Consigne: Recopiez tel quel le passage de l'entretien sur Le Sceptre et le Sang qui va de « Entretien d’Alain Sanders » jusqu'à « y est vrai. ».

Texte étudié:
··········

Entretien d’Alain Sanders avec Jean des Cars à propos de son livre Le Sceptre et le Sang (Perrin), l’un des succès de cet hiver. Il se lit comme un feuilleton mais tout y est vrai.
— Avec Le Sceptre et le Sang, grande fresque des destins des rois et des reines dans le maelström des deux guerres mondiales, vous signez une nouvelle et magistrale saga des grandes familles européennes régnantes. D’où vous vient cette passion « dynastique » ?

··········

Liste:
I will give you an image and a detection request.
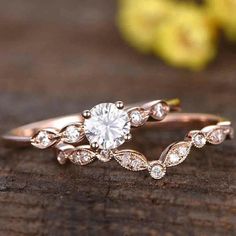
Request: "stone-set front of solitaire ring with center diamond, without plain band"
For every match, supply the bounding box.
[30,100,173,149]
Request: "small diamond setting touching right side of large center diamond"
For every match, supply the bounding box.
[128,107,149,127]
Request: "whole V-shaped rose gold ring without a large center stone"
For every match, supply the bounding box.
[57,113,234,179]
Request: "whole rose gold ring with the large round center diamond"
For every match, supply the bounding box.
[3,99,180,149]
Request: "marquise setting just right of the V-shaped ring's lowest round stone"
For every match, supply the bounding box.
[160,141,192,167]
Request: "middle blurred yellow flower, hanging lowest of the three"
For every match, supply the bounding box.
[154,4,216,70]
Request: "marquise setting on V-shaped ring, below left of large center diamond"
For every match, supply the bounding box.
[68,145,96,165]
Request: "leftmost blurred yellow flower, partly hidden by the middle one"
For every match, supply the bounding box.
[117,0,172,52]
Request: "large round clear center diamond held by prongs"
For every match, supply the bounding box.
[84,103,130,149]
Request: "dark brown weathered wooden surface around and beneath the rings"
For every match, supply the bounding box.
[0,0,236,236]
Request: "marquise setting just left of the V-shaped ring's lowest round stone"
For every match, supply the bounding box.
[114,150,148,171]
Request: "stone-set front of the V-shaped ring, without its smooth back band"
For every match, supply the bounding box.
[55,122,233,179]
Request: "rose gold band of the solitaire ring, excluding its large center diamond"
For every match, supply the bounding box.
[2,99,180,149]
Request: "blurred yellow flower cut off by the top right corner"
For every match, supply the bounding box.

··········

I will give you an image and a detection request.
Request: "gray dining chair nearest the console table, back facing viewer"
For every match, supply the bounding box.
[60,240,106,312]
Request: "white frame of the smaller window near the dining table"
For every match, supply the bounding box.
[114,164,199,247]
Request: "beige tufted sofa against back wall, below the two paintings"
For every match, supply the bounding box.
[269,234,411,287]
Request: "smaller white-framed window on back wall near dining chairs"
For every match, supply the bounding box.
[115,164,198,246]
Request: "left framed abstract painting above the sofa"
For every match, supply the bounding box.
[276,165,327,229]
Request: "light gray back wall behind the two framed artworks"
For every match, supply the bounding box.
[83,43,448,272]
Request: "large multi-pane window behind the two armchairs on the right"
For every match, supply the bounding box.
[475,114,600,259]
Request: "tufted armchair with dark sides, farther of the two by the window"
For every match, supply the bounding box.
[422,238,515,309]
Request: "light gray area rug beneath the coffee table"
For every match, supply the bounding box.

··········

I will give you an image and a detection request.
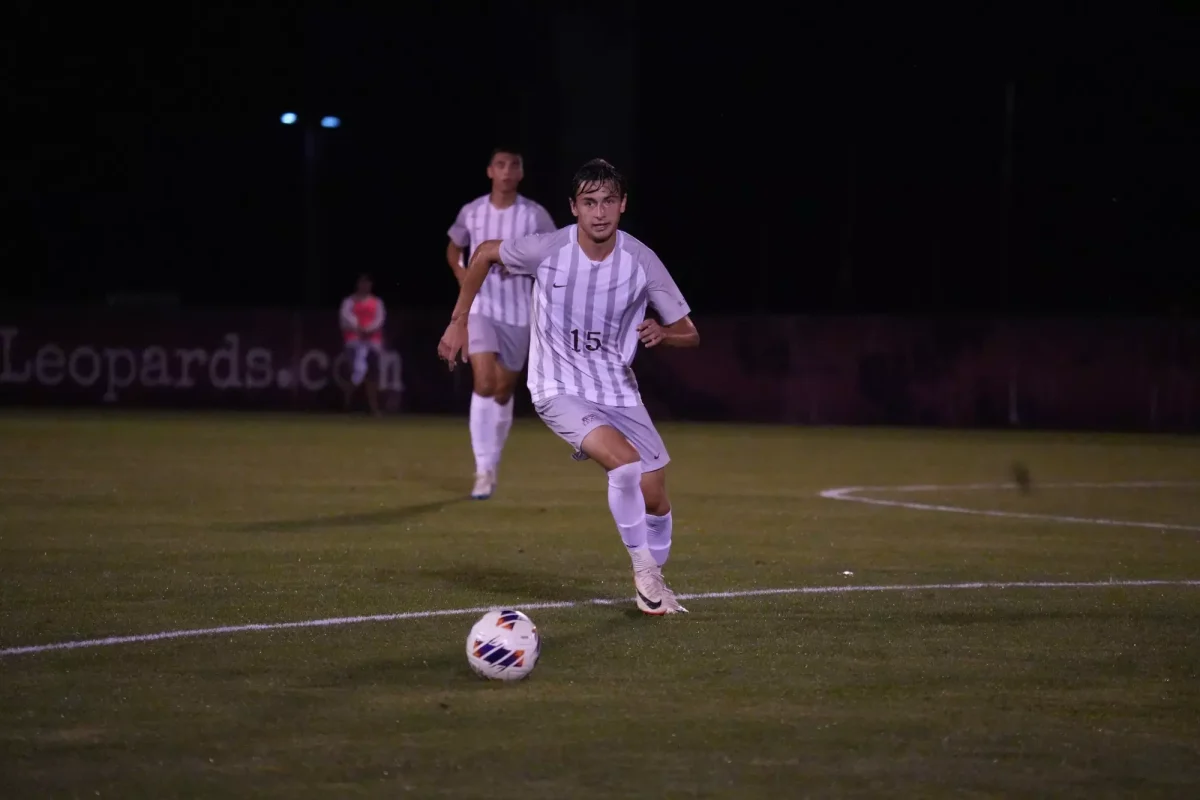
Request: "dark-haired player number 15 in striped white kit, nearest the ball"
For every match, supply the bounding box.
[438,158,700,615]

··········

Votre réponse:
Entretien d’Alain Sanders avec Jean des Cars à propos de son livre Le Sceptre et le Sang (Perrin), l’un des succès de cet hiver. Il se lit comme un feuilleton mais tout y est vrai.